Читаем Леонид Леонов. "Игра его была огромна" полностью

И чуть ниже он добавляет про «огромную Россию, взвалившую на свои плечи предсказанный ей подвиг. В сущности, это всё тот же путь к звёздам, но в отличие от прежних — окольных, — через небо, здесь предполагается двинуть туда кратчайшим, земным маршрутом, сквозь гору и напрямки».

Казалось бы, какого чёрта бывший белогвардеец излагает теорию революции, оправдывает и объясняет её: неужели же для этого не нашлось других уст? Но для Леонова только такой расклад является самым правильным.

Однако, в отличие от Протоклитова, Стратонов помимо весьма сомнительного греха своего белогвардейства несёт в душе иной, действительно тяжкий грех. И тяжесть этого греха отменяет и рассеивает всю его истовую веру в Россию и русский, через революцию, путь к небу.

«…когда союзники России покинули её в беде, — произносит голосом Стратонова свой очередной монолог едва ли не сам Леонов, — я вынужден был временно уйти за границу… пока не решил вернуться домой, приносить посильную пользу отечеству… пусть даже на осушке болот! Для этого мне пришлось защемить в себе душу, предать свою мечту, даже совершить подлый поступок, воспоминание о котором сжигает меня доныне…»

Стратонов, да, бросил свою женщину, одну, на чужбине — и чего бы он теперь ни говорил о будущем родины своей, понятно одно: на небо, даже самым «кратчайшим маршрутом», не попадёшь, такой грех за собой волоча.

Не себя ли корил Леонов в том, что не просто оставил в Архангельске отца — помочь он ему в 1920-м ничем не мог, — а в том, что оставил его могилу без присмотра, и за несколько десятилетий суровой и страшной русской жизни так и не добрался туда.

**Задание 1:** Перепишите слово в слово все записи ниже, картинки при этом пропустите.
Отрывок и записи никак не связаны друг с другом.

**Исходные данные:**
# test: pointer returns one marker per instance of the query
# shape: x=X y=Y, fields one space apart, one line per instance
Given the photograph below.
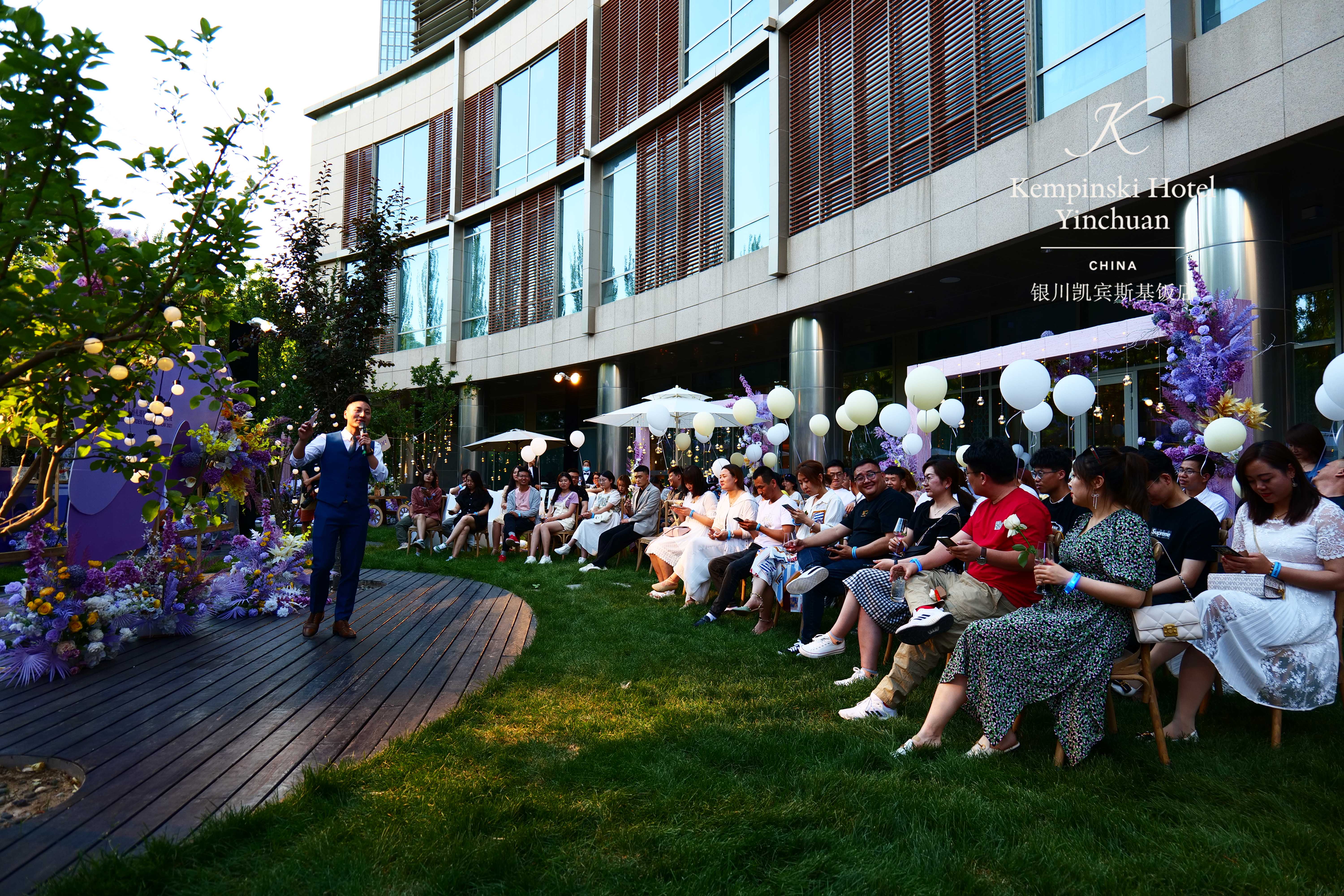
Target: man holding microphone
x=349 y=460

**Задание 2:**
Коротко ответьте на вопросы по отрывку о Леонове.
(a) В каком городе Леонов оставил отца?
(b) Кого Стратонов бросил одну на чужбине?
(c) На какую работу, по словам Стратонова, он был согласен ради пользы отечеству?

**Ответ 1:**
# test: pointer returns one marker per instance of the query
# shape: x=X y=Y, fields one space apart, one line per instance
Given the photograph below.
Target: man holding microphone
x=349 y=460

**Ответ 2:**
(a) В Архангельске.
(b) Свою женщину.
(c) Даже на осушку болот.